Items from a dataset

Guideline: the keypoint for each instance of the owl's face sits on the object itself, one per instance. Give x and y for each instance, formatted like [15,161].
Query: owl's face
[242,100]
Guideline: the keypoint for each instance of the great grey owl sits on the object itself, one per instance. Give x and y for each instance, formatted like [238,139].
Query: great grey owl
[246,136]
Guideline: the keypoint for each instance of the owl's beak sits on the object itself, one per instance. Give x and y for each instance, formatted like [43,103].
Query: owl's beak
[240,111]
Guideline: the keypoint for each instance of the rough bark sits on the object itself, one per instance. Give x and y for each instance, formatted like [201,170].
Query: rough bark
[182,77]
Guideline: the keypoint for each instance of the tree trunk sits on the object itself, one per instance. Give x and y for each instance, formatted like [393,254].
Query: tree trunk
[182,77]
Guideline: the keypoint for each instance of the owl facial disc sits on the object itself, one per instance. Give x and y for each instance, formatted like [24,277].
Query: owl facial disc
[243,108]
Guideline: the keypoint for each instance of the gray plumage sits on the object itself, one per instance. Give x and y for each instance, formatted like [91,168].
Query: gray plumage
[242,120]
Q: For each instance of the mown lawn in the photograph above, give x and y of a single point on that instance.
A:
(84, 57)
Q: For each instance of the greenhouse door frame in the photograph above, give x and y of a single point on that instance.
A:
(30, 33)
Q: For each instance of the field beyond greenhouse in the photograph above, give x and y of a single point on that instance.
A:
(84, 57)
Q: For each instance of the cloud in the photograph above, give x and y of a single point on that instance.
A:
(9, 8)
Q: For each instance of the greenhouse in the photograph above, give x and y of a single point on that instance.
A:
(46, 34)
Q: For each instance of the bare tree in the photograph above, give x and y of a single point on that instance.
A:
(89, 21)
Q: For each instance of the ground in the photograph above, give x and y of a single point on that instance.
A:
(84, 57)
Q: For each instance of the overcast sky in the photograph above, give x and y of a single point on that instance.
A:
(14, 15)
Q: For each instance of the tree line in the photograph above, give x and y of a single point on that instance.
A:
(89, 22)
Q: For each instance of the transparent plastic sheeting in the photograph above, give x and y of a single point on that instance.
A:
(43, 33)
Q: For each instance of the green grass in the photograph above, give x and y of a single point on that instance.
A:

**INSTRUCTIONS TO FOLLOW:** Keeping every line exactly as it is, retype the entries shown above.

**ANSWER:**
Guideline: the keypoint for each instance of the owl's face sits on the object itself, one per instance. Give x and y for each instance, formatted like [15,161].
Query: owl's face
[242,100]
Guideline: the keypoint for each instance of the great grey owl sits on the object itself, one per instance. Give x and y for each instance, formatted like [238,139].
Query: great grey owl
[246,136]
Guideline: the keypoint for each instance of the owl's beak sits on the object itself, one per instance. Give x and y for each instance, formatted like [43,103].
Query: owl's beak
[240,111]
Guideline: the keypoint for each instance of the rough bark sits on the object itself, one per instance. Give x and y for each instance, formatted like [201,170].
Query: rough bark
[182,77]
Guideline: the keypoint for each instance of the tree trunk sits on the object itself, one per instance. Give x and y for each instance, formatted like [393,254].
Query: tree trunk
[182,77]
Guideline: the keypoint for each instance of the owl facial disc sits on the object itself, one per instance. Give x and y for each instance, formatted like [24,277].
Query: owl facial disc
[243,108]
Guideline: the keypoint for each instance of the gray plumage sits on the object itself, one per instance. Give x and y for each instance, formatted like [91,168].
Query: gray plumage
[242,120]
Q: For each instance of the mown lawn in the photograph above, give x and y of a single point on that instance.
A:
(84, 57)
Q: For each instance of the greenhouse door frame in the photograph above, give x and y of a single point on that instance.
A:
(30, 33)
Q: For each instance of the field beyond greenhouse in the photograph above, give x and y of a single point on that instance.
A:
(84, 57)
Q: For each instance of the cloud in the photograph above, give x and y of a single point on that instance.
A:
(9, 8)
Q: For each instance of the greenhouse in the photograph above, give x and y of a single point on that instance.
A:
(46, 34)
Q: For each instance of the bare tree in the photograph above, give x and y of a single point on that instance.
A:
(89, 21)
Q: For each instance of the ground in the photograph above, give x and y of a single point on that instance.
A:
(84, 57)
Q: For each instance of the overcast sky in the photograph above, give x and y of a single point on that instance.
A:
(14, 15)
Q: For each instance of the tree line in the photograph above, give x and y of a single point on that instance.
A:
(89, 22)
Q: For each instance of the transparent plastic sheeting in the photograph above, give x and y of a single point on that instance.
A:
(43, 33)
Q: For each instance of the green grass in the photograph above, give x and y of a single point on that instance.
A:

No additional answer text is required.